## TASK TO CARRY OUT
Your copy should match the entries below exactly, apart from the images.

(Dataset excerpts)
########
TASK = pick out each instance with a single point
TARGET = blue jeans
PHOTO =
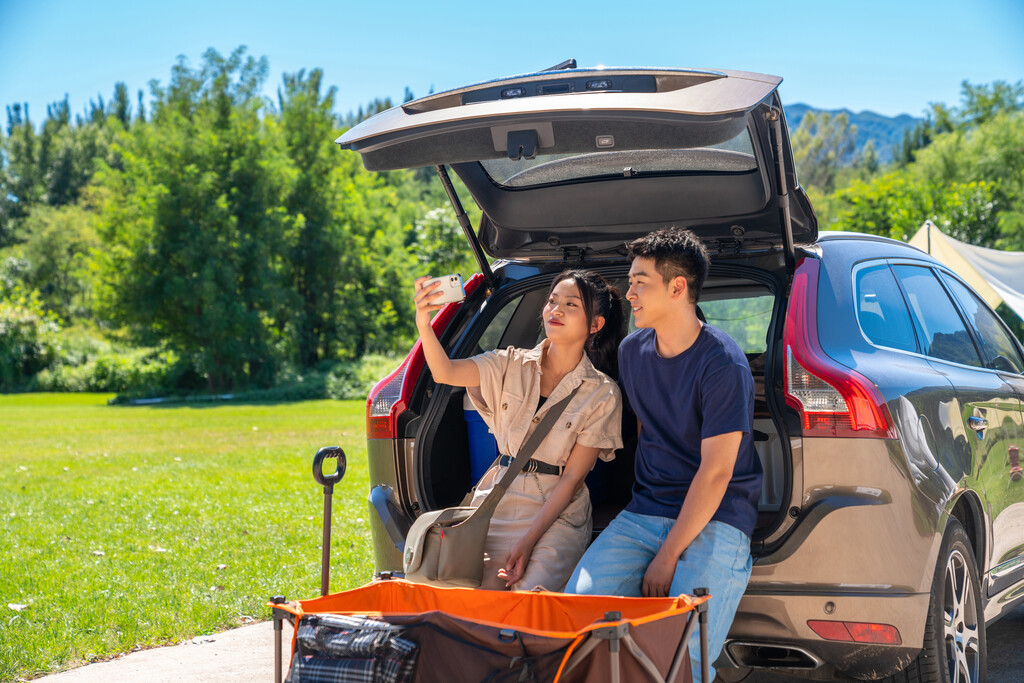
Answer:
(719, 559)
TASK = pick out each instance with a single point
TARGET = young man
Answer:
(697, 475)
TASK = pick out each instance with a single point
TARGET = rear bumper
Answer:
(768, 626)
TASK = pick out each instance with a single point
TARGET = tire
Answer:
(954, 648)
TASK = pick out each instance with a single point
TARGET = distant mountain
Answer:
(886, 131)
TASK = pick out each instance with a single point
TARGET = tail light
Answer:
(832, 399)
(856, 632)
(390, 396)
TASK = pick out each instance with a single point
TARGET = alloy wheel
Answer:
(961, 617)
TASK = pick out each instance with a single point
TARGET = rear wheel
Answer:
(954, 633)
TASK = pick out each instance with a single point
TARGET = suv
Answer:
(888, 394)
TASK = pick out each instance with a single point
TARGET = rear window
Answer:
(940, 328)
(733, 156)
(745, 319)
(882, 311)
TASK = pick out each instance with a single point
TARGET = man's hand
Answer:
(657, 579)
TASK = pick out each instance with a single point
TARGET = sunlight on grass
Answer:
(134, 526)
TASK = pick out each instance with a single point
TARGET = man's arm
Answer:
(718, 460)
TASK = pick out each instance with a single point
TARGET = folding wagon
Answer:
(395, 631)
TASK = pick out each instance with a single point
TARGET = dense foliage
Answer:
(219, 241)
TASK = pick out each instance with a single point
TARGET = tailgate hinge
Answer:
(573, 254)
(474, 242)
(774, 118)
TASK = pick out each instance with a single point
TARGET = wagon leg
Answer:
(279, 624)
(702, 617)
(684, 647)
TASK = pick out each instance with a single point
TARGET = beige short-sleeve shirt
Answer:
(510, 389)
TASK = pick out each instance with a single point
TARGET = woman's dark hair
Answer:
(599, 298)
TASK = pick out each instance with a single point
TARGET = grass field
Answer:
(124, 527)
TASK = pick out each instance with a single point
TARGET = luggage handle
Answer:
(328, 481)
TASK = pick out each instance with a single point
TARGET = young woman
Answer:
(543, 523)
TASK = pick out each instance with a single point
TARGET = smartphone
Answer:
(451, 288)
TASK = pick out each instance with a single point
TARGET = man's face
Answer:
(649, 296)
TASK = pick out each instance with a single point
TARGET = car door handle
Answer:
(977, 424)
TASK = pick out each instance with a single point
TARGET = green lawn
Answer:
(125, 527)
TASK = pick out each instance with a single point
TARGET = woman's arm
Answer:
(445, 371)
(580, 464)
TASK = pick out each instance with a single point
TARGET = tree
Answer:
(120, 107)
(57, 253)
(194, 223)
(820, 145)
(440, 245)
(895, 205)
(982, 102)
(316, 241)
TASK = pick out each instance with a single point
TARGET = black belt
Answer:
(532, 466)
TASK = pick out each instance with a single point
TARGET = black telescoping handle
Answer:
(328, 481)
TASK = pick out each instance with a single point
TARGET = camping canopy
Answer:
(996, 275)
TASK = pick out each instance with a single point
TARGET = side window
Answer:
(999, 350)
(882, 311)
(940, 328)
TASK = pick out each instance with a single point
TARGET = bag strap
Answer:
(526, 452)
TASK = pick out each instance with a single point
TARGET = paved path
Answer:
(246, 655)
(240, 655)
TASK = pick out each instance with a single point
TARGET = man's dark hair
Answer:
(676, 252)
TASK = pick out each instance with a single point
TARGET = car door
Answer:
(1000, 474)
(985, 419)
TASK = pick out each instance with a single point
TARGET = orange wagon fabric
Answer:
(547, 625)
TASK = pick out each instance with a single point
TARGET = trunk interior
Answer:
(455, 446)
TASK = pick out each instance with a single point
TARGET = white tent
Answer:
(996, 275)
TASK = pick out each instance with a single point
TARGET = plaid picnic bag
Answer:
(335, 648)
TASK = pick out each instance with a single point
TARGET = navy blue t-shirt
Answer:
(705, 391)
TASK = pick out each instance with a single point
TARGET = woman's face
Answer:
(564, 314)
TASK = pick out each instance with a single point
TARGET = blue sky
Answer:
(887, 56)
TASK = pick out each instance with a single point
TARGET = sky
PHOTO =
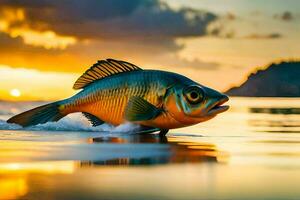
########
## OUTPUT
TASK = pick out each instance with a single point
TARGET = blue jeans
PHOTO =
Answer:
(719, 559)
TASK = pick out each instance with a single point
TARGET = young man
Answer:
(697, 475)
TASK = pick out each instance with a single point
TARGET = rear bumper
Answer:
(768, 626)
TASK = pick out each instance with a single point
TARGET = tire
Answer:
(954, 648)
TASK = pick out each instance with a single point
TARGET = distant mountain
Answer:
(886, 131)
TASK = pick out each instance with a single point
TARGET = tail light
Answer:
(832, 399)
(856, 632)
(390, 396)
TASK = pick out each instance with a single point
TARGET = alloy wheel
Answer:
(961, 617)
TASK = pick out each instance with a single point
TARGET = rear wheel
Answer:
(954, 633)
TASK = pick out each instance with a single point
TARGET = suv
Answer:
(888, 394)
TASK = pick out each instance with a single point
TARGET = rear window
Answer:
(940, 328)
(733, 156)
(745, 319)
(882, 311)
TASK = pick out each instance with a single point
TARGET = man's hand
Answer:
(657, 579)
TASK = pick out each instance with a single point
TARGET = sunlight on grass
Answer:
(134, 526)
TASK = pick out each instance with a single point
TARGET = man's arm
Answer:
(718, 460)
TASK = pick out each instance with a single point
TARGET = folding wagon
Answer:
(395, 631)
TASK = pick out each instance with a single point
TARGET = dense foliage
Answer:
(219, 241)
TASK = pick out each instance with a single point
TARGET = tailgate hinge
Answer:
(573, 254)
(474, 242)
(774, 118)
TASK = pick out each instance with a single point
TARGET = wagon leg
Answer:
(279, 624)
(702, 617)
(684, 647)
TASK = pick out each instance with a single point
TARGET = beige short-sleeve shirt
Answer:
(510, 389)
TASK = pick out each instance with a single point
TARGET = woman's dark hair
Answer:
(599, 298)
TASK = pick out each instance with a single point
TARGET = grass field
Answer:
(124, 527)
TASK = pick out each instance with a single point
TARGET = luggage handle
Answer:
(328, 481)
TASK = pick out each instance with a single point
TARGET = young woman
Answer:
(543, 523)
TASK = pick out each instance with a single point
TARGET = smartphone
Answer:
(451, 288)
TASK = pick out each instance with a single point
TARGET = man's face
Answer:
(649, 296)
TASK = pick out each instance with a single point
TARGET = car door handle
Answer:
(977, 424)
TASK = pick out each instance with a single point
TARGET = green lawn
Answer:
(125, 527)
TASK = pick out each instance with a single point
TARGET = woman's arm
Answer:
(445, 371)
(580, 464)
TASK = pick out each instance with a single point
TARGET = tree
Answer:
(120, 107)
(57, 253)
(194, 223)
(820, 145)
(440, 245)
(895, 205)
(982, 102)
(316, 241)
TASK = pick out each instance with a single point
TARGET = black belt
Answer:
(532, 466)
TASK = pick out each instance with a single point
TARGET = black telescoping handle
Answer:
(328, 481)
TASK = pick out each instance with a single point
TARGET = camping canopy
Answer:
(996, 275)
TASK = pick out each instance with a single point
TARGET = side window
Answer:
(999, 350)
(882, 311)
(940, 328)
TASK = pick out each instance with a single point
TARGET = bag strap
Answer:
(526, 452)
TASK = pick out each instance with a single point
TARGET = paved path
Answer:
(246, 655)
(240, 655)
TASK = pick out each instance with a single point
TARGET = man's dark hair
Answer:
(676, 252)
TASK = pick out each instance with a single point
TARGET = car door
Answer:
(1000, 474)
(985, 419)
TASK = pick out each instance with a single point
TARGET = orange wagon fabric
Answer:
(547, 625)
TASK = pick out each instance with a single point
TARGET = trunk interior
Answer:
(455, 446)
TASK = pick out each instance with a single point
TARGET = white tent
Answer:
(996, 275)
TASK = pick out each instance with a single point
TARGET = plaid picnic bag
Answer:
(335, 648)
TASK = pick out each instance with a single point
TARGET = navy blue t-shirt
Answer:
(705, 391)
TASK = pick out each instance with a single point
TARGET = woman's face
Answer:
(564, 314)
TASK = pick out each instance with a single point
TARGET = blue sky
Answer:
(887, 56)
TASK = pick out each instance with a single point
TARGET = sky
PHOTO =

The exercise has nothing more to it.